> [EXTRACT]:
- Directed by: Nosir Saidov
- Written by: Safar Haqdadov
- Produced by: Rustami Joni
- Starring: Yuriy Nazarov, Nasiba Sharipova, Nasriddin Nuriddinov, Shadi Saleh
- Cinematography: Georgi Dzalayev
- Edited by: Dilovar Sultonov
- Music by: Daler Nazarov
- Distributed by: Small Talk Inc.
- Release date: 2009;
- Running time: 83 minutes
- Country: Tajikistan
- Language: Tajik

= True Noon (film) =

True Noon (Tajik transliteration: Qiyomi roz) is a 2009 Tajik film directed by Nosir Saidov. It was chosen as official selection in 2009 for the International Film Festival Rotterdam. True Noon became the first Tajik film which made it to distribution in Tajikistan in 18 years, i.e. since independence. It was also aired at the Marrakech International Film Festival.

The film was originally funded by Talco Management, a domestic company. However, the funding stopped due to the economic crisis, and Saidov had to search for funding in Europe.

The film deals with the changes and unease caused in the common man's life by the government, about which he cares nothing. The state acts only to control its citizens and does not add anything to their life. The film portrays the effects of the change of the borders between Tajikistan and Uzbekistan (not explicitly named in the film), which leads to the erecting of a new fence between two villages and the people's basic instinct to resist this arbitrary change. The film is largely absurdist and humorous, while dealing with weighty matters.

> [PROVIDED DATA]:
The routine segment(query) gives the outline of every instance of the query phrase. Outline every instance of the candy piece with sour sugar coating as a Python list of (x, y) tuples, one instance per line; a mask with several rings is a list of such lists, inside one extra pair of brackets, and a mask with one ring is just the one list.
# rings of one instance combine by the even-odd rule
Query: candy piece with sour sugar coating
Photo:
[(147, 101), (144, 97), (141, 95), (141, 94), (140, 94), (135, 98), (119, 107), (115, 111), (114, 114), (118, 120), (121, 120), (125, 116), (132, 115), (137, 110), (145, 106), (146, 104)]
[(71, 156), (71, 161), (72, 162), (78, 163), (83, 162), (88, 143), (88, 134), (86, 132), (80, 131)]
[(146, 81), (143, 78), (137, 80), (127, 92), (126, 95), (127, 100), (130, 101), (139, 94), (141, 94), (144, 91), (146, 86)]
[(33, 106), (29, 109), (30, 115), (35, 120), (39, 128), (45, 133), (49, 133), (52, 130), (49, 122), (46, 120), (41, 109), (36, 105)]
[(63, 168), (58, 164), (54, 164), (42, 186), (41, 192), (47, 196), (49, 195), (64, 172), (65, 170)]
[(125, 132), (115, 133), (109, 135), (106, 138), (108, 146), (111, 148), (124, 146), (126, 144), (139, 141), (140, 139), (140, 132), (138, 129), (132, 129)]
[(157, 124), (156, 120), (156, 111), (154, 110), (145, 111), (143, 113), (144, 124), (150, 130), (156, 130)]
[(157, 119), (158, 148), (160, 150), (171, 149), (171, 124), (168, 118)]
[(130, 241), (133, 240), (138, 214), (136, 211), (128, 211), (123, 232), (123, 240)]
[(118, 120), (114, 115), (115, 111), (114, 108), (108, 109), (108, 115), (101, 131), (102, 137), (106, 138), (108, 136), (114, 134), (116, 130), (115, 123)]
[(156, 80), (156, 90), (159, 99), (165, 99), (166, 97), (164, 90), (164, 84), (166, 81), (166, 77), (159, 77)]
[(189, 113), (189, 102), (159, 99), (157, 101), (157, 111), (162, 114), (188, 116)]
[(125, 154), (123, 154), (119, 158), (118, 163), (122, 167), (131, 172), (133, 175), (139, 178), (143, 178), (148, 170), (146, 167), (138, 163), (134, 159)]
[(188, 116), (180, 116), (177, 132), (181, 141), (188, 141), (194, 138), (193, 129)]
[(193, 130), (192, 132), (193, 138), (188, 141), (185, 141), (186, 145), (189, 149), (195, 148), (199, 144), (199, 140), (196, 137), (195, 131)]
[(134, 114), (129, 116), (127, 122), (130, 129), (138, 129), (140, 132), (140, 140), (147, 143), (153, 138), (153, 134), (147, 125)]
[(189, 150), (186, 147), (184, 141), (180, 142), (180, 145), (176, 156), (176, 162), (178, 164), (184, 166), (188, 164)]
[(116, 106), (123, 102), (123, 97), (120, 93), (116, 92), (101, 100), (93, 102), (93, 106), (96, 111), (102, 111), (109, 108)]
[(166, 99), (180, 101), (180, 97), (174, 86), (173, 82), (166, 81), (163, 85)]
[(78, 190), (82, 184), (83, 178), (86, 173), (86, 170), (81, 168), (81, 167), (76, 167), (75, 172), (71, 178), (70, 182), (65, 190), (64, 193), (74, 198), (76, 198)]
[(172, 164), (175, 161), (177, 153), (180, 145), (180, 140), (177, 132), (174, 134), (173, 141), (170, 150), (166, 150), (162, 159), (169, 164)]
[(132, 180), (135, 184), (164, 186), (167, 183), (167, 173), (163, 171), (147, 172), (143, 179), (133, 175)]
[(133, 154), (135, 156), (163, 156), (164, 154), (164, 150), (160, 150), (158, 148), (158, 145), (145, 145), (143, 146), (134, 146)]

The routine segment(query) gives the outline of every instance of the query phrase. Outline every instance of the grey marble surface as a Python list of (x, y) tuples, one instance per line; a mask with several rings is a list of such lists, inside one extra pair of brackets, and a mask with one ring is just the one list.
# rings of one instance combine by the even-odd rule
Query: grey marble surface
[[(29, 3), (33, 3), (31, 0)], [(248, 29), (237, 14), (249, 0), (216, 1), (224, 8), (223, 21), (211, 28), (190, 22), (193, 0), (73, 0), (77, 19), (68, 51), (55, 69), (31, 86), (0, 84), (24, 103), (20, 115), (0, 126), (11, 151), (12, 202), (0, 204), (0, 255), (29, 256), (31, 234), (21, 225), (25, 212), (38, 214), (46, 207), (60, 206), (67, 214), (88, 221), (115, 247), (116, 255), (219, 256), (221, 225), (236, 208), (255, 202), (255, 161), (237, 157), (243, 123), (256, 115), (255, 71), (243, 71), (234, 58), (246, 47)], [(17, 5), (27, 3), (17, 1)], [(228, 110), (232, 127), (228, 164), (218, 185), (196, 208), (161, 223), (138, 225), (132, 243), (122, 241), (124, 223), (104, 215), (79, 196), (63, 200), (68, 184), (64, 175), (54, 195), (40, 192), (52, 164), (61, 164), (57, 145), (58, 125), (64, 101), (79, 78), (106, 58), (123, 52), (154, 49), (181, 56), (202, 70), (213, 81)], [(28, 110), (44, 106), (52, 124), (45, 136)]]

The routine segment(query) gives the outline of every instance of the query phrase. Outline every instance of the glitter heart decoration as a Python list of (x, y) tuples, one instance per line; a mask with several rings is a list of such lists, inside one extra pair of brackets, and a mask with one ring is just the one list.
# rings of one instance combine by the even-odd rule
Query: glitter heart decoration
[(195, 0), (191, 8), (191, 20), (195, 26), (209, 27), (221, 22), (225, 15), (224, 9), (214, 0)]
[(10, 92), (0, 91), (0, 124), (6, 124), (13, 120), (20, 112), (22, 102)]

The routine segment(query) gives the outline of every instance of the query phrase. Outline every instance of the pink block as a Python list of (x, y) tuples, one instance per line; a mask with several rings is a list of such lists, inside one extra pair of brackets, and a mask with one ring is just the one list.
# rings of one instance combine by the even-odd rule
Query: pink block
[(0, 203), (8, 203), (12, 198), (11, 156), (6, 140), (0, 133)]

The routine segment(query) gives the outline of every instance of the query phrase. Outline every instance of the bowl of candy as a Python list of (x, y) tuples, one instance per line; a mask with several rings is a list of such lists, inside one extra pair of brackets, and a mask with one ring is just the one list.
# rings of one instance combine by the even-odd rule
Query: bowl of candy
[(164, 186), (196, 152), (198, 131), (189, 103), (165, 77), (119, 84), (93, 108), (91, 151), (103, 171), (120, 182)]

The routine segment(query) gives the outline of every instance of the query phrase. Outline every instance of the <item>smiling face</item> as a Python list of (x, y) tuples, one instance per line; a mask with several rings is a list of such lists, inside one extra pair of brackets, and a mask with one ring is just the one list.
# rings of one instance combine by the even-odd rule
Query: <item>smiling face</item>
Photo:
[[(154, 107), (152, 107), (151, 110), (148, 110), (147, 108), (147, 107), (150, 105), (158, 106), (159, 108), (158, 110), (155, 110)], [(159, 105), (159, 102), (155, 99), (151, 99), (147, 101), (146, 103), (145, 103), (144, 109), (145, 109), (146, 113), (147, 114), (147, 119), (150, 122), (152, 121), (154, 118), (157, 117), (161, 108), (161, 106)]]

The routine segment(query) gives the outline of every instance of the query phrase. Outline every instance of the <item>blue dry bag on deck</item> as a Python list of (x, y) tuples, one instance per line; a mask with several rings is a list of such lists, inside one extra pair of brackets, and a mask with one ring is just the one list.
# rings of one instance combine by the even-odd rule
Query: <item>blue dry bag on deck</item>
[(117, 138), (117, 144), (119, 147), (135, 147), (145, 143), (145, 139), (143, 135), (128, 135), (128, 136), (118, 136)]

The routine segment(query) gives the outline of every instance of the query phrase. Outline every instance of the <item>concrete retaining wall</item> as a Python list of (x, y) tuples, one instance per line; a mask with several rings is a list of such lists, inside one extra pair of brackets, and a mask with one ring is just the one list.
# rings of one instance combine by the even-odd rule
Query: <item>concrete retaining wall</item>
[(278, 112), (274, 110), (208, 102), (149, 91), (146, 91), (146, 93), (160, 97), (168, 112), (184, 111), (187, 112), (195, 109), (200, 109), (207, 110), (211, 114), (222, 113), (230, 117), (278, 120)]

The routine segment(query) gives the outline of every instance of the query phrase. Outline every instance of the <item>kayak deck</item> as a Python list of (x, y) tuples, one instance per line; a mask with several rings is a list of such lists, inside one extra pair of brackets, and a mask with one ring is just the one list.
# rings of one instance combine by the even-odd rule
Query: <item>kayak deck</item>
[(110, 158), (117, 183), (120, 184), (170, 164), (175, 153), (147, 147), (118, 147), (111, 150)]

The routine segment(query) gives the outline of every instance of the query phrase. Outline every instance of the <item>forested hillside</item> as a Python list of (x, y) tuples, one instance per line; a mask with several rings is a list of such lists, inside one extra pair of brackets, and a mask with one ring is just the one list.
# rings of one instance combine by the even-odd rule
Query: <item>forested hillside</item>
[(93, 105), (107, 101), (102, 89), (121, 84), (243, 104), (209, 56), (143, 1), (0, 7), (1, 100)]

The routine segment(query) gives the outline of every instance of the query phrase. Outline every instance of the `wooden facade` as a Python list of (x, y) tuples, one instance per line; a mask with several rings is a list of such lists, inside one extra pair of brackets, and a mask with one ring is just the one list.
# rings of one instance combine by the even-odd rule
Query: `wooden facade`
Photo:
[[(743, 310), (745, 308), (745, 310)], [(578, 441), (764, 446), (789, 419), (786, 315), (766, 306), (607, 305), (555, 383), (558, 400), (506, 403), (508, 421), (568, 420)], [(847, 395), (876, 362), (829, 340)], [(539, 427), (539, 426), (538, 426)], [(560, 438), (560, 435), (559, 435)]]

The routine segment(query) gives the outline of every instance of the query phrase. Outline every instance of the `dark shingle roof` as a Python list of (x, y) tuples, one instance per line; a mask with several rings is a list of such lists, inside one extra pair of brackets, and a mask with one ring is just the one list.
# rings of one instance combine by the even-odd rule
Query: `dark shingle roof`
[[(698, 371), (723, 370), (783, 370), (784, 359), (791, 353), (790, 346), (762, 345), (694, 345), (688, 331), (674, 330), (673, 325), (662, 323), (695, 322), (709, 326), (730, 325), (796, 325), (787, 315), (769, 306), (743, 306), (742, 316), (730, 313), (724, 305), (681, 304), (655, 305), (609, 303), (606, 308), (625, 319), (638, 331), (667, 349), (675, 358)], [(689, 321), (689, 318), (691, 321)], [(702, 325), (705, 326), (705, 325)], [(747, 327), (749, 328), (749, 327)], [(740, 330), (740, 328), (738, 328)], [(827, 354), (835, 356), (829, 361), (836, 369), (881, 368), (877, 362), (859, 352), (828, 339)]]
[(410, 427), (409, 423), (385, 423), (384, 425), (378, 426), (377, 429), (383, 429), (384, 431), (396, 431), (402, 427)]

> [WORK ORDER 1]: According to the True Noon article, which domestic company originally funded the film?
> [WORK ORDER 2]: Reproduce the passage of the True Noon article starting at "The film was" and ending at "with weighty matters.".
> [WORK ORDER 3]: Carry on the article about the film True Noon from its last sentence.
The material is unrelated to the article on the film True Noon.

> [REPLY 1]: Talco Management

> [REPLY 2]:
The film was originally funded by Talco Management, a domestic company. However, the funding stopped due to the economic crisis, and Saidov had to search for funding in Europe.

The film deals with the changes and unease caused in the common man's life by the government, about which he cares nothing. The state acts only to control its citizens and does not add anything to their life. The film portrays the effects of the change of the borders between Tajikistan and Uzbekistan (not explicitly named in the film), which leads to the erecting of a new fence between two villages and the people's basic instinct to resist this arbitrary change. The film is largely absurdist and humorous, while dealing with weighty matters.

> [REPLY 3]:
==Plot==
The story takes place in a village of Tajikistan, with another close village in the background. Nilufar (Nasiba Sharipova) is a pretty girl living in a village near the border. She is an assistant to Kirill (Yuriy Nazarov), the Russian operator of a climate observatory on a hill. He has trained her to make observations with the instruments used there. The meteorologist is an old man and has been separated from his family for a long time. He wants to go home, but no replacement has been sent yet, and communications with the central bureau have been disrupted. He decides to transfer his responsibility to Nilufar, after her marriage with Aziz of the next village. But on the day of the engagement, soldiers come and plant barbed wire to separate the two villages. The life of the people, who have thus far enjoyed peace, now falls into severe chaos. The school is in the lower village, as is the clinic and the people of the upper village are not allowed to cross the border except at the nearest border crossing, 50 km away. The biggest problem is Nilufar's wedding. The military has gone so far as to place mines along the fence. Using a home-built metal detector, Kirill tries his best to help the wedding party to cross the mined borders. They manage to do so, but in the closing scene, Kirill steps on a mine he failed to find, and apparently loses his life to allow the young couple to join.

The name of the film originates from the determination of true noon, one of the tasks Nilufar has at the climate observatory, which she discusses with Kirill.